Extracted data
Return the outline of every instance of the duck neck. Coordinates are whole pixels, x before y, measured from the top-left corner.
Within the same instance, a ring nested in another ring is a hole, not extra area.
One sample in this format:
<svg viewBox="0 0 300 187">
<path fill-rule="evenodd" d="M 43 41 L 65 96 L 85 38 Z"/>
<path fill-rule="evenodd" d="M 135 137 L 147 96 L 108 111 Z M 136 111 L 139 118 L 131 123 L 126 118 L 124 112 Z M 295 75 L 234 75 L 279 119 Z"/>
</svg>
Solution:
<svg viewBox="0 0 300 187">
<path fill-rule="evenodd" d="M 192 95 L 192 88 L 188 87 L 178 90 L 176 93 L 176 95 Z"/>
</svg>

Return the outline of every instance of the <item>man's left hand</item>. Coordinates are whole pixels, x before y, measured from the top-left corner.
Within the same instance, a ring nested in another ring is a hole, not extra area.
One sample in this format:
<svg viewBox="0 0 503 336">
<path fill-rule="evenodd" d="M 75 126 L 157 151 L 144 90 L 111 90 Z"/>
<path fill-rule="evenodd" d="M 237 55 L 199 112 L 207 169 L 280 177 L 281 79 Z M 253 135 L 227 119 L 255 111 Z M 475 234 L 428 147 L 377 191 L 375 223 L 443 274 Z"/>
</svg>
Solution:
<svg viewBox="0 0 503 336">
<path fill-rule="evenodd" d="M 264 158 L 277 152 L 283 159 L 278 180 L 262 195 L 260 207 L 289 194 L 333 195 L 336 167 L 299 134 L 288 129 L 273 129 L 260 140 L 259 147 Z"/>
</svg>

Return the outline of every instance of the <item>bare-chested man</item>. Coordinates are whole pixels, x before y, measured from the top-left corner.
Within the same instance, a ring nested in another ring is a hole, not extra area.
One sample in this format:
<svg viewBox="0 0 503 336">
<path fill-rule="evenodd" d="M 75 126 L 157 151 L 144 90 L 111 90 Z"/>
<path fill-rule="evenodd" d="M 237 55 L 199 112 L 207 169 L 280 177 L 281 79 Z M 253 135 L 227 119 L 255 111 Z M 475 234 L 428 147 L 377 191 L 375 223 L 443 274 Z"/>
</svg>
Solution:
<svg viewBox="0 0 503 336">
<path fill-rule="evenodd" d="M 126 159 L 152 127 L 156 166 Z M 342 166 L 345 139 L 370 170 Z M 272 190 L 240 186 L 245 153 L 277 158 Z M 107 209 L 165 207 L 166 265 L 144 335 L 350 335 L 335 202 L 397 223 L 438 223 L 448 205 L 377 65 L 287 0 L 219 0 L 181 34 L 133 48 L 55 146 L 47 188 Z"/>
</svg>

Short problem
Turn the stretch from the start of the data through the line containing "43 41 L 65 96" into a JSON list of strings, with one string per line and no blank lines.

Task output
[
  "Return the outline of every instance of the duck neck. Coordinates are whole pixels, x before y, measured from the top-left corner.",
  "Within the same instance, a ring nested in another ring is a hole, not extra area.",
  "One sample in this format:",
  "<svg viewBox=\"0 0 300 187\">",
  "<path fill-rule=\"evenodd\" d=\"M 43 41 L 65 96 L 85 38 Z\"/>"
]